>> Begin
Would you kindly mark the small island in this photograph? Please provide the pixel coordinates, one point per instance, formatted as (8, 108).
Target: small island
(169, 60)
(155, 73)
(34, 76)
>> End
Present all of the data above as a numbered list, omitting any blank lines.

1. Would you kindly mark the small island in this photograph? Please provide the pixel coordinates, one point per instance, formatted as (8, 108).
2. Target: small island
3. (169, 60)
4. (155, 73)
5. (34, 76)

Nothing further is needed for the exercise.